However, because restricted securities may only be sold privately or in an
offering registered under the Securities Act of 1933, or pursuant to an
exemption from such registration, substantial time may be required to sell such
securities, and there is greater than usual risk of price decline prior to sale.

    In addition, the Fund may purchase certain securities ("Rule 144A
securities") for which there is a secondary market of qualified institutional
buyers, as contemplated by Rule 144A under the Securities Act of 1933.
Rule 144A provides an exemption from the registration requirements of the
Securities Act for the resale of certain restricted securities to qualified
institutional buyers.

    The Adviser, under the supervision of the Board of Directors, will consider
whether securities purchased under Rule 144A are liquid or illiquid for purposes
of the Fund's limitation on investment in securities which are not readily
marketable or are illiquid. Among the factors to be considered are the frequency
of trades and quotes, the number of dealers and potential purchasers, dealer
undertakings to make a market and the nature of the security and the time needed
to dispose of it.

    To the extent that the liquid Rule 144A securities that the Fund holds
become illiquid, due to lack of sufficient qualified institutional buyers or
market or other conditions, the percentage of the Fund's assets invested in
illiquid assets would increase. The Adviser, under the supervision of the Board
of Directors, will monitor the Fund's investments in Rule 144A securities and
will consider appropriate measures to enable the Fund to maintain sufficient
liquidity for operating purposes and to meet redemption requests.

    - STOCK INDEX FUTURES CONTRACTS AND OPTIONS THEREON.  The Fund may trade in
stock index futures contracts and in options on such contracts. Such contracts
will be entered into on exchanges designated by the Commodity Futures Trading
Commission ("CFTC").

    The Fund's futures and options on futures transactions must constitute bona
fide hedging or other risk management purposes pursuant to regulations
promulgated by the CFTC. In addition, the Fund may not engage in such activities
generally if the sum of the amount of initial margin deposits

                                      B-2
<PAGE>
and premiums paid for unexpired commodity options would exceed 5% of the fair
market value of the Fund's net assets, after taking into account unrealized
profits and unrealized losses on such contracts it has entered into; provided,
however, that in the case of an option that is in-the-money at the time of
purchase, the in-the-money amount may be excluded in calculating the 5%. In
instances involving entering into long futures or options contracts by the Fund,
an amount equal to the market value of the futures contract will be deposited in
a segregated account with the Fund's custodian of cash and liquid securities to
collateralize the position and thereby insure that the use of such futures
contract is unleveraged. No more than 25% of the Fund's net assets may be
deposited in such segregated account.

    There can be no assurance of the Fund's successful use of stock index
futures as a hedging device. Hedging transactions involve certain risks. One
risk arises because of the imperfect correlation between movements in the price
of the stock index future and movements in the price of the securities which are
the subject of the hedge. The risk of imperfect correlation increases as the
composition of the Fund's securities portfolio diverges from the securities
included in the applicable stock index. In addition to the possibility that
there may be an imperfect correlation, or no correlation at all, between
movements in the stock index future and the portion of the portfolio being
hedged, the price of stock index futures may not correlate perfectly with the
movement in the stock index due to certain market distortions. Increased
participation by speculators in the futures market also may cause temporary
price distortions. Due to the possibility of price distortions in the futures
market and because of the imperfect correlation between movements in the stock
index and movements in the price of stock index futures, a correct forecast of
general market trends by the Adviser still may not result in a successful
hedging transaction.

**Your task:**
Carry on the passage about the Fund's investment practices from the point where it stops. The listing that comes next has no connection to the passage on the Fund's investment practices.

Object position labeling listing
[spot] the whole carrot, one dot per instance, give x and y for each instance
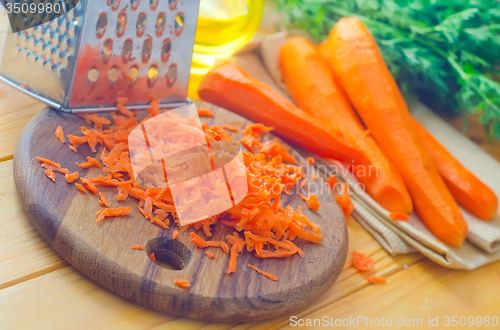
(232, 88)
(468, 190)
(310, 81)
(375, 95)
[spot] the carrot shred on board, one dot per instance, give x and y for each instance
(80, 187)
(103, 200)
(399, 216)
(361, 262)
(345, 202)
(376, 279)
(182, 283)
(109, 212)
(202, 112)
(312, 202)
(268, 275)
(209, 254)
(230, 128)
(60, 134)
(47, 161)
(50, 174)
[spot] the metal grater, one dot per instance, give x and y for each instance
(102, 49)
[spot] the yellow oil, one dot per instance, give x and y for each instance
(224, 27)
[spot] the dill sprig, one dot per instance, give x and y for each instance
(447, 52)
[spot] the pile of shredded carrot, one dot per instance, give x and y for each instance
(260, 223)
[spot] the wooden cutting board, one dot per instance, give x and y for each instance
(102, 251)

**Solved problem:**
    For example, should the Fund anticipate a decrease in the value of its
portfolio securities, it could enter into futures contracts to sell stock
indexes thereby partially hedging its portfolio against the anticipated losses.
Losses in the portfolio, if realized, should be partially offset by gains on the
futures contracts. Conversely, if the Fund anticipated purchasing additional
portfolio securities in a rising market, it could enter into futures contracts
to purchase stock indexes thereby locking in a price. The implementation of
these strategies by the Fund should be less expensive and more efficient than
buying and selling the individual securities at inopportune times.

    A stock index future obligates the seller to deliver (and the purchaser to
take) an amount of cash equal to a specific dollar amount times the difference
between the value of a specific stock index at the close of the last trading day
of the contract and the price at which the contract is entered into. There can
be no assurance of the Fund's successful use of stock index futures as a hedging
device.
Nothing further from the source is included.